- [Written instruction]
Can you quote the records below in full, word for word?

━━━━━━━━━━━━━━━━━━━━

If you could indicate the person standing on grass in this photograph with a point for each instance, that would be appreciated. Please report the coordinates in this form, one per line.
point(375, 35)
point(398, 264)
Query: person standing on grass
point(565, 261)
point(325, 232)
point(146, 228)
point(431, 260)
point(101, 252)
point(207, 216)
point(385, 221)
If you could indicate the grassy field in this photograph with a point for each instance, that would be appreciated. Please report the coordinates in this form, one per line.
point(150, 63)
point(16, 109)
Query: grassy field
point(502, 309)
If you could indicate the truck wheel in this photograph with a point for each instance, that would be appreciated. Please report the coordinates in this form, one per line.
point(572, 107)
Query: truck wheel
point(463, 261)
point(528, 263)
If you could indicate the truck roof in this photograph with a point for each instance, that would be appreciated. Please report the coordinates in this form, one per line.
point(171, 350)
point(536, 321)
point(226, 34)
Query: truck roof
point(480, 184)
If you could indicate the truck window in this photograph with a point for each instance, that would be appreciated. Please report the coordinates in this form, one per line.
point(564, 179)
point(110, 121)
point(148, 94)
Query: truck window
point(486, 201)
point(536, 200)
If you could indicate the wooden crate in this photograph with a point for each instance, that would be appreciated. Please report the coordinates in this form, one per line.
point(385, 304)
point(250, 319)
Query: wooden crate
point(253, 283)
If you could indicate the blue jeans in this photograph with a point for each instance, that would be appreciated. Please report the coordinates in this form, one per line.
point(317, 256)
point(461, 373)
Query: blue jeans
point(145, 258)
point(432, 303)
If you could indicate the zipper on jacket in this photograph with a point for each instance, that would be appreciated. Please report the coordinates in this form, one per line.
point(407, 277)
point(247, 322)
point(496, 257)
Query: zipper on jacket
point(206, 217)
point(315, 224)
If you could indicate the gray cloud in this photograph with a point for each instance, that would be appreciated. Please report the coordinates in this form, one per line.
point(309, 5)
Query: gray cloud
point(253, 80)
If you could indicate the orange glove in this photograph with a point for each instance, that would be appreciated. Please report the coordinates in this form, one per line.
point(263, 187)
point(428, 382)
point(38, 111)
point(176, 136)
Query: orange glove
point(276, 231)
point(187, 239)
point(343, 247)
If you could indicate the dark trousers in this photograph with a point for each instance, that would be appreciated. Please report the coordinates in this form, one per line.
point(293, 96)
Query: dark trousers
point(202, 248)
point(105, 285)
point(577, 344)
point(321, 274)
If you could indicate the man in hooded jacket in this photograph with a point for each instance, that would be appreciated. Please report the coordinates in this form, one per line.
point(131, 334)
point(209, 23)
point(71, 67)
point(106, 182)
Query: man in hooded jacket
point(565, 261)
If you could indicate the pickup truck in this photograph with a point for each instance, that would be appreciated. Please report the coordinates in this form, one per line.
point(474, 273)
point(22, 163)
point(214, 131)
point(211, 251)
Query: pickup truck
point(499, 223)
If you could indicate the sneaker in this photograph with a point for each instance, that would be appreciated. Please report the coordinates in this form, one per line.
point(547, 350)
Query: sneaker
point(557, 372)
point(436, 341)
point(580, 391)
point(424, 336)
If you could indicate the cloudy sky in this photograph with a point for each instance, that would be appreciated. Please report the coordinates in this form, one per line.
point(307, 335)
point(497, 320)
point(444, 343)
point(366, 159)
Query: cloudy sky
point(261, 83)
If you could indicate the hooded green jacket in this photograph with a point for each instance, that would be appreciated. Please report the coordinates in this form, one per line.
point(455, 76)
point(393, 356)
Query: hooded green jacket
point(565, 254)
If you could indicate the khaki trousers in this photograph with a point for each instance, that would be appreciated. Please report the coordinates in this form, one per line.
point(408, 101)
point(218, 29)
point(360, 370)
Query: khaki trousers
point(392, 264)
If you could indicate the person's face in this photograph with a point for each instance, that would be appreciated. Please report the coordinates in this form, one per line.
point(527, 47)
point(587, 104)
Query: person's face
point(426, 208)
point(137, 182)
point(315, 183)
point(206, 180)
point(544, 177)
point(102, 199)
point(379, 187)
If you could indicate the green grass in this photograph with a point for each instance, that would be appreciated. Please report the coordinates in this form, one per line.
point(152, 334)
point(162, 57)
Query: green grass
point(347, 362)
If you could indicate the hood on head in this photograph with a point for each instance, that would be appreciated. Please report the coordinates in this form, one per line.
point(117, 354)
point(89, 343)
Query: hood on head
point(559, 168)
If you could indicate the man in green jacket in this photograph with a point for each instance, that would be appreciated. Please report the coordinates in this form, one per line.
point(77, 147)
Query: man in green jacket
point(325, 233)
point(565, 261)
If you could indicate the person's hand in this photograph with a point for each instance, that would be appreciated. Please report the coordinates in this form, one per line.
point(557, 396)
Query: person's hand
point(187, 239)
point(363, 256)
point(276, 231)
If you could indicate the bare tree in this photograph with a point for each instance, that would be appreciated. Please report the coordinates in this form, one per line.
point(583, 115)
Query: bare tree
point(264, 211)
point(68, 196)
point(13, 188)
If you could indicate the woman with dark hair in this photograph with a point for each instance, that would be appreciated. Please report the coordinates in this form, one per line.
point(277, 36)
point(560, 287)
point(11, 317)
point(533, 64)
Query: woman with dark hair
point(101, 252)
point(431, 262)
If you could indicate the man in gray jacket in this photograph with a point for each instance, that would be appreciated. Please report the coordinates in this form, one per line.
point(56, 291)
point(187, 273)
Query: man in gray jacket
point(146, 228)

━━━━━━━━━━━━━━━━━━━━

- [Solution to the exercise]
If you could indicate the person standing on grass in this photograph with a point for each instance, that would be appreciated. Please report the coordinates in this form, one per line.
point(375, 35)
point(398, 264)
Query: person standing on grass
point(565, 261)
point(325, 232)
point(146, 228)
point(431, 260)
point(101, 252)
point(207, 216)
point(385, 221)
If you could indicate the grassy field in this photograph with a point for each instance, that would be appreciated. Please report the coordinates in this form, one per line.
point(150, 63)
point(16, 109)
Query: grassy field
point(502, 309)
If you could indicate the truck wheel in this photograph with a point for each instance, that would be appreciated. Please report the coordinates in this form, one per line.
point(572, 107)
Query: truck wheel
point(463, 261)
point(528, 263)
If you could indicate the truck roof in this photograph with a point for each instance, that would be appreciated. Please report the coordinates in this form, one per line.
point(171, 350)
point(536, 321)
point(226, 34)
Query: truck roof
point(480, 184)
If you could indicate the truck window in this photograph with a point for each instance, that would be appreciated. Please report the coordinates in this form, one per line.
point(564, 179)
point(110, 121)
point(148, 94)
Query: truck window
point(486, 201)
point(536, 200)
If you could indicate the wooden crate in this photograph with a point for each instance, that would be appreciated. Please report the coordinates in this form, one per line.
point(385, 304)
point(250, 319)
Query: wooden crate
point(253, 283)
If you could indicate the blue jeans in this photograph with a point for each instance, that would be appreciated. Please report the coordinates in this form, one per line.
point(317, 256)
point(461, 373)
Query: blue jeans
point(145, 258)
point(432, 303)
If you could indicate the zipper on jacket in this photograph with a point for each instance, that would be appreciated. Please report the coordinates in this form, one per line.
point(407, 277)
point(247, 322)
point(496, 257)
Query: zipper on jacket
point(206, 217)
point(315, 224)
If you could indicate the gray cloud in this photograph with a point for each instance, that would be appreciated. Please report the coordinates in this form, one per line.
point(309, 5)
Query: gray cloud
point(253, 80)
If you could indicate the orange glove in this photograph with a point for each instance, that would be appreciated. Please report the coordinates in this form, one per line.
point(263, 187)
point(428, 382)
point(38, 111)
point(176, 136)
Query: orange glove
point(276, 231)
point(187, 239)
point(343, 247)
If you could indicate the dark trousers in this photograph with a point for each instance, that would be appreciated. Please report the coordinates in this form, one per line.
point(293, 96)
Query: dark trousers
point(202, 248)
point(105, 285)
point(577, 344)
point(321, 274)
If you could indicate the man in hooded jacket in this photograph with a point for each instance, that would be appreciated. Please report the coordinates in this form, one per line.
point(131, 334)
point(209, 23)
point(71, 67)
point(106, 182)
Query: man in hooded jacket
point(565, 261)
If you could indicate the pickup truck in this photograph with a point for each instance, that would be appreciated. Please report the coordinates in this form, one per line.
point(474, 273)
point(22, 163)
point(214, 131)
point(211, 251)
Query: pickup truck
point(499, 223)
If you could indicate the sneaker in this photograph with a point for each instance, that would be appreciated. Please report the coordinates in this form, one per line.
point(547, 350)
Query: sneaker
point(557, 372)
point(436, 341)
point(580, 391)
point(424, 336)
If you could indicate the cloudy sky in this photograph with a point for each instance, that would be appreciated. Please report the coordinates in this form, one per line.
point(307, 335)
point(497, 320)
point(444, 343)
point(366, 159)
Query: cloudy sky
point(261, 83)
If you could indicate the hooded green jacket in this photograph with a point for each instance, that would be appreciated. Please report the coordinates in this form, one per line.
point(455, 76)
point(393, 356)
Query: hooded green jacket
point(565, 254)
If you could indicate the khaki trousers in this photograph with a point for each instance, that would be appreciated. Please report the coordinates in this form, one per line.
point(408, 101)
point(218, 29)
point(360, 370)
Query: khaki trousers
point(392, 264)
If you could indicate the person's face in this photograph with a point for each instance, that would be appreciated. Please report the coordinates in this form, one per line.
point(527, 47)
point(587, 104)
Query: person's face
point(426, 208)
point(137, 182)
point(315, 183)
point(206, 180)
point(544, 177)
point(102, 199)
point(379, 187)
If you could indicate the green grass in this photograph with a point for each instance, that would be appreciated. Please report the coordinates in this form, one per line.
point(152, 334)
point(162, 57)
Query: green grass
point(347, 362)
If you could indicate the hood on head in this photograph with a point for each instance, that would be appreciated. Please report the coordinates in this form, one per line.
point(117, 354)
point(89, 343)
Query: hood on head
point(559, 168)
If you could indicate the man in green jacket in this photograph with a point for each instance, that would be appreciated. Please report the coordinates in this form, one per line.
point(77, 147)
Query: man in green jacket
point(325, 233)
point(565, 261)
If you could indicate the person's hand in this photograph with a point for each instance, that would be appreciated. Please report the coordinates in this form, one per line.
point(557, 396)
Query: person's hand
point(187, 239)
point(363, 256)
point(276, 231)
If you could indicate the bare tree in this photograph with a point for each instance, that would be appreciated. Please report the coordinates in this form, one per line.
point(583, 115)
Query: bare tree
point(264, 211)
point(68, 196)
point(13, 188)
If you could indicate the woman with dark hair in this photograph with a point for each instance, that would be appreciated. Please report the coordinates in this form, one per line.
point(277, 36)
point(560, 287)
point(11, 317)
point(533, 64)
Query: woman with dark hair
point(101, 252)
point(431, 262)
If you could indicate the man in gray jacket in this photograph with a point for each instance, that would be appreciated. Please report the coordinates in this form, one per line.
point(56, 291)
point(187, 273)
Query: man in gray jacket
point(146, 228)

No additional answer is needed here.